**DIRECTIONS FOR THIS TASK**
An exact restatement of the data below, with the pictures removed, is the required answer.

[Records excerpted from a collection]
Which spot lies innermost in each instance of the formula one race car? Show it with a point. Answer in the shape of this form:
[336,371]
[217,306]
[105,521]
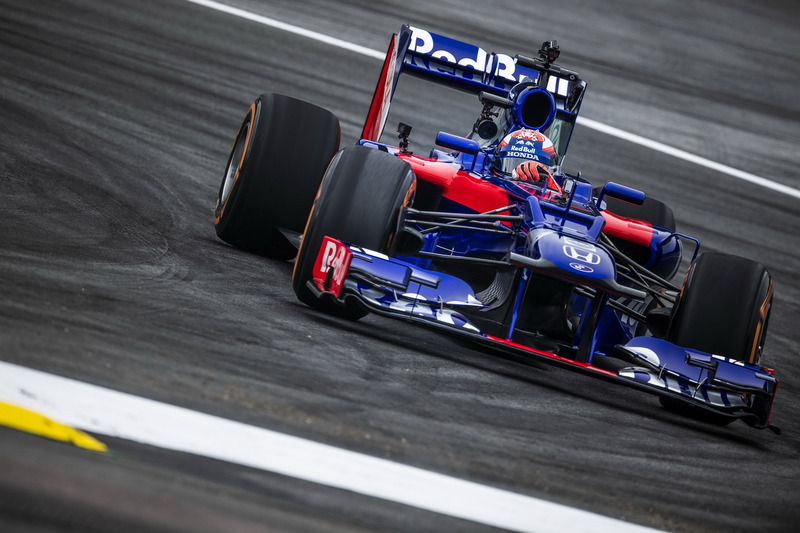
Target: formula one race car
[488,238]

**RESULT**
Which spot lies innermost in each instance of the formula one race car? Show it with a point. Answer in the shape of this form:
[336,371]
[217,306]
[105,521]
Target: formula one race car
[488,238]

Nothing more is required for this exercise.